_Dataset excerpts_.
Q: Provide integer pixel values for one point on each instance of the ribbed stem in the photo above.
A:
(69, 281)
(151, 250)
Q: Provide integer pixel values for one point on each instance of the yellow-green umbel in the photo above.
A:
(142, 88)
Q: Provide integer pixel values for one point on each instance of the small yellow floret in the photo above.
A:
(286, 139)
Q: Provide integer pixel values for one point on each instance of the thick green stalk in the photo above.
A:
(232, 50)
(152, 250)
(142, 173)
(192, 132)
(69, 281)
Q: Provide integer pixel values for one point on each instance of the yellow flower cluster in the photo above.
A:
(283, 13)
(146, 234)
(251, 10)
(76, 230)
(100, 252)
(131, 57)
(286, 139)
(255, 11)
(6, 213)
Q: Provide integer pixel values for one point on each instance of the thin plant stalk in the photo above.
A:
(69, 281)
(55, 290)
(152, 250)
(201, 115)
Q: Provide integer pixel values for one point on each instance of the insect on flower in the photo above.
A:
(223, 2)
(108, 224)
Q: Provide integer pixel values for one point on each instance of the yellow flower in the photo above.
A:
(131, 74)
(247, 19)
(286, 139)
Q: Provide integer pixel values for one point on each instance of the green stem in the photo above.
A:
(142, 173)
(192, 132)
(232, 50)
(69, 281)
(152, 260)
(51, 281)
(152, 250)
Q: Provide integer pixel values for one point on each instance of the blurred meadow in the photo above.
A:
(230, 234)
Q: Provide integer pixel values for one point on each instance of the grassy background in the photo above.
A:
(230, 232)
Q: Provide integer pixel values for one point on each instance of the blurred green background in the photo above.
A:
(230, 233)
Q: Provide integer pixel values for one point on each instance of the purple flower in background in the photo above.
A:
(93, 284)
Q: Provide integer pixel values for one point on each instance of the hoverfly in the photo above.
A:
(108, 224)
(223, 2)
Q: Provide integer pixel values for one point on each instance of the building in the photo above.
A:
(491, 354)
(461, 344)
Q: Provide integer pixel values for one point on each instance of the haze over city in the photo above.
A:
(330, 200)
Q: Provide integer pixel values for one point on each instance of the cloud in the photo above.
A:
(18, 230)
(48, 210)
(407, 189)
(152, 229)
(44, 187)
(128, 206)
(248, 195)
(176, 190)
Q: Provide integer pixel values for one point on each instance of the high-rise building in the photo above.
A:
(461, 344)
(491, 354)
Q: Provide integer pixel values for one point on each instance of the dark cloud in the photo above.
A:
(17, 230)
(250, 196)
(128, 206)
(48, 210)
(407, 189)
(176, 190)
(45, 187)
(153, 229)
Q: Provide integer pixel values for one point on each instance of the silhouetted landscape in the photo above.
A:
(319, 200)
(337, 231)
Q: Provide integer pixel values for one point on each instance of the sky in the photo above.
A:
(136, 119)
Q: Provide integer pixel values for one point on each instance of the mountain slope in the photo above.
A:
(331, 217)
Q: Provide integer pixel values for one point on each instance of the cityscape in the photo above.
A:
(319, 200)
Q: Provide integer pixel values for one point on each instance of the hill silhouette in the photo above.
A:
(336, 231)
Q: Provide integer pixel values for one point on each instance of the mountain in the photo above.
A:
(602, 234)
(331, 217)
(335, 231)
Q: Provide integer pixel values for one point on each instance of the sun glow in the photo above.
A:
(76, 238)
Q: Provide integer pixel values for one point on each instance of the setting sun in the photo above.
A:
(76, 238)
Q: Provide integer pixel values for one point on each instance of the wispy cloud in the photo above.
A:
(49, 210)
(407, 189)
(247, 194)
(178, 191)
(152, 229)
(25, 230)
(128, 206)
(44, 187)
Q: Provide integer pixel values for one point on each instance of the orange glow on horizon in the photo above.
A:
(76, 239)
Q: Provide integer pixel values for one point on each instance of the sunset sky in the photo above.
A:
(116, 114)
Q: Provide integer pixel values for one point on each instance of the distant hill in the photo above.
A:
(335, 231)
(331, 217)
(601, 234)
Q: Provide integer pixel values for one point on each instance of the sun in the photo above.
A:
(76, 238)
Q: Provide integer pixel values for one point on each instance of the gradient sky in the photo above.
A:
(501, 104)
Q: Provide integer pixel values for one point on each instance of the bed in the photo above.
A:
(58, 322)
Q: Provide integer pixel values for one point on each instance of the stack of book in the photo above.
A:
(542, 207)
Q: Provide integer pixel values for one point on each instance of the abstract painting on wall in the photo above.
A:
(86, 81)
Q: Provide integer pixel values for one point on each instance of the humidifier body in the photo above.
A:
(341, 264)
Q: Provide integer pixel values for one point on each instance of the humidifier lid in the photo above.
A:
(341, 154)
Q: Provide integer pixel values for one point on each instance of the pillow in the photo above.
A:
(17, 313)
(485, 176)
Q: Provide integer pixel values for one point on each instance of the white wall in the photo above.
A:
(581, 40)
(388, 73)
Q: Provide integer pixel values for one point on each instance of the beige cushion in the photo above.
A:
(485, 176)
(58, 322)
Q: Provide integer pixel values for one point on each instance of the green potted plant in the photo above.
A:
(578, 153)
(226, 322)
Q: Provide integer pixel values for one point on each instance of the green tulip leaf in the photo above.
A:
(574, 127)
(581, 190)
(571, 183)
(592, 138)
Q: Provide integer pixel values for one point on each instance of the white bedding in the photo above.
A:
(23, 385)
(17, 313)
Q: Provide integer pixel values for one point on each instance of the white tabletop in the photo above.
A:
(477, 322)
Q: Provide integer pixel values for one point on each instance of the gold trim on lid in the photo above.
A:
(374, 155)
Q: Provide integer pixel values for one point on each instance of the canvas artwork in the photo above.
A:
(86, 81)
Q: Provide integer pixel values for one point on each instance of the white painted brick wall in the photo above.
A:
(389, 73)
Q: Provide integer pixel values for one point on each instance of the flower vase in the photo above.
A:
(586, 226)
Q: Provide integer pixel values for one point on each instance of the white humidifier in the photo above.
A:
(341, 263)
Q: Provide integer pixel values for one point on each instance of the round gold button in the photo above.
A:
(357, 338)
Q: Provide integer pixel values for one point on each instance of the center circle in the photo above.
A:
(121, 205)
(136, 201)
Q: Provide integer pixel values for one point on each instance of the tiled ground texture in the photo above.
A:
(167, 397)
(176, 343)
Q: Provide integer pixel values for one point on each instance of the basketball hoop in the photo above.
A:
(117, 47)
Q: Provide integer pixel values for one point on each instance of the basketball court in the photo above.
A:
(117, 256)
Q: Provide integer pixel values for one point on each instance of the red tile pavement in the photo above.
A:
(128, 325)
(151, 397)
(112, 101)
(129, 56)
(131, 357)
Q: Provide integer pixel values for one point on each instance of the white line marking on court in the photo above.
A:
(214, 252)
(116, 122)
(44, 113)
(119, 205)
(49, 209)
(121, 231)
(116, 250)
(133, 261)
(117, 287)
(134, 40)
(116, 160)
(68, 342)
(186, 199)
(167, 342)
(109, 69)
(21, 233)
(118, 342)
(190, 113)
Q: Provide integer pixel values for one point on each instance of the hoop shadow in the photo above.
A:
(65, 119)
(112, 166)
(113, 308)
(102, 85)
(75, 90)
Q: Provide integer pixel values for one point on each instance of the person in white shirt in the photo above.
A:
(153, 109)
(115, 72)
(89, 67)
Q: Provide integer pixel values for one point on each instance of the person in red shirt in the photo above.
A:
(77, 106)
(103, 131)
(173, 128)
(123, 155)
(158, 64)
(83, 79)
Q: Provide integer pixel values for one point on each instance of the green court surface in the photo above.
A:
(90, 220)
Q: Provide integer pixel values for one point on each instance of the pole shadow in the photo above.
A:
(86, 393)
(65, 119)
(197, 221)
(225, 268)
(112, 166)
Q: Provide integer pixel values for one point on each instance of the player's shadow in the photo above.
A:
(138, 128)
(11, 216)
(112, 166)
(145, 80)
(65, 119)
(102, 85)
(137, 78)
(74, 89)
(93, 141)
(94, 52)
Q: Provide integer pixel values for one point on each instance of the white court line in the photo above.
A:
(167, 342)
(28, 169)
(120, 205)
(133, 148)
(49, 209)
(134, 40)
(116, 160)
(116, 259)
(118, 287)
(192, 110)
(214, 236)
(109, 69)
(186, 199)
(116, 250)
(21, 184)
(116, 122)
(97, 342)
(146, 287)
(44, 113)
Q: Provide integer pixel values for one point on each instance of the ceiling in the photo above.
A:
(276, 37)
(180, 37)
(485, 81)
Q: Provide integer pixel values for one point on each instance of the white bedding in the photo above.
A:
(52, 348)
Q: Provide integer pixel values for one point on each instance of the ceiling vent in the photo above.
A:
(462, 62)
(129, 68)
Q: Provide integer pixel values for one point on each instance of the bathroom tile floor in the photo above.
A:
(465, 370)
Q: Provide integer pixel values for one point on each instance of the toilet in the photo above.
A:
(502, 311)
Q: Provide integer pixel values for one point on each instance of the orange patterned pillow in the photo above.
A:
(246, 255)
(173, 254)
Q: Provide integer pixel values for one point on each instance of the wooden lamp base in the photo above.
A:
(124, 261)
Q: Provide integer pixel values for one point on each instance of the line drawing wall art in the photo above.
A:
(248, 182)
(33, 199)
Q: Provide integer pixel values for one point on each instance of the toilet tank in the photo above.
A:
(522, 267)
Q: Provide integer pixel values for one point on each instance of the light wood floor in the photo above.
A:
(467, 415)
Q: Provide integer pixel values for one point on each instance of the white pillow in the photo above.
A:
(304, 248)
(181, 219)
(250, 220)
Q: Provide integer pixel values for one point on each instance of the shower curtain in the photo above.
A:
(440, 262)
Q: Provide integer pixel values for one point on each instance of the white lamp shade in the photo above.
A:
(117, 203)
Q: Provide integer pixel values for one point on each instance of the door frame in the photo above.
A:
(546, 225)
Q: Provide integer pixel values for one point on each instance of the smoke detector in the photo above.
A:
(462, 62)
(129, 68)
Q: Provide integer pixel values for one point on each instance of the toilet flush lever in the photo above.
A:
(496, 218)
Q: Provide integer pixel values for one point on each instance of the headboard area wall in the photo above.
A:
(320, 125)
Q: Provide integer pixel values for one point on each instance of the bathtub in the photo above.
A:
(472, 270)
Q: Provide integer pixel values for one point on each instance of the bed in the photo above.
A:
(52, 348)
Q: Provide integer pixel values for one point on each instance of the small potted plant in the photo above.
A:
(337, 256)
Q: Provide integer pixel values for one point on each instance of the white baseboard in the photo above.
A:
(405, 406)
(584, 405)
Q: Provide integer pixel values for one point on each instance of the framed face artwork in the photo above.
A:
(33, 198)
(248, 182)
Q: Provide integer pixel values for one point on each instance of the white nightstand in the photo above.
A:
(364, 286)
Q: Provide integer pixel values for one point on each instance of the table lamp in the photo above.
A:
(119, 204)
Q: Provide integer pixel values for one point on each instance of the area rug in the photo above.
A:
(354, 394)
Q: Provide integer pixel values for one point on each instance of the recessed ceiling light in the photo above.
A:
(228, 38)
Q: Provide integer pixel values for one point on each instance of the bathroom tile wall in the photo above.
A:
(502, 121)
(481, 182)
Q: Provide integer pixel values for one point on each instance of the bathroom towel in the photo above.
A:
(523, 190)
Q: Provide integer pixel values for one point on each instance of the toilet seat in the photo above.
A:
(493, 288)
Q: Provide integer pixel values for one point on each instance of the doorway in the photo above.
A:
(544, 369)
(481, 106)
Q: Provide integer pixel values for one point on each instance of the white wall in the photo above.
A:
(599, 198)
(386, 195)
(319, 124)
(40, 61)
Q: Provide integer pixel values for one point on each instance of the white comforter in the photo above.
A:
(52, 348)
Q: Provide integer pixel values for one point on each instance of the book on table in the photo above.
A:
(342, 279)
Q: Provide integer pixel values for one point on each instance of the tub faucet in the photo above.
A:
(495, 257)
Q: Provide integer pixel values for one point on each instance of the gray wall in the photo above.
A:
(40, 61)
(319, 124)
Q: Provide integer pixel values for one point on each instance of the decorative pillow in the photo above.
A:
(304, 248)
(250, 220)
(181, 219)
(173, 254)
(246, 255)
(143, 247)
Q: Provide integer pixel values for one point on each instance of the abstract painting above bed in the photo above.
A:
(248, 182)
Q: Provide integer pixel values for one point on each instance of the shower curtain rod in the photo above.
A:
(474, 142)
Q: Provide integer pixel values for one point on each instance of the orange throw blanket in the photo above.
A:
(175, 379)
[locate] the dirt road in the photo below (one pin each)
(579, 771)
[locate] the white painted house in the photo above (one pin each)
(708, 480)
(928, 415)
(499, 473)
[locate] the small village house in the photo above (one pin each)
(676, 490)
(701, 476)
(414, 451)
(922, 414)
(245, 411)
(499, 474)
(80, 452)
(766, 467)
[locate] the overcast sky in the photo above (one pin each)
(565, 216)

_Your instructions_.
Reproduce each line of the records in which "area" appears.

_Result of this exercise_.
Q: Provide integer pixel values for one point on each instance of the headboard area wall in the photo above.
Q: Provide integer pixel values for one point on each instance of the area rug in the photo above.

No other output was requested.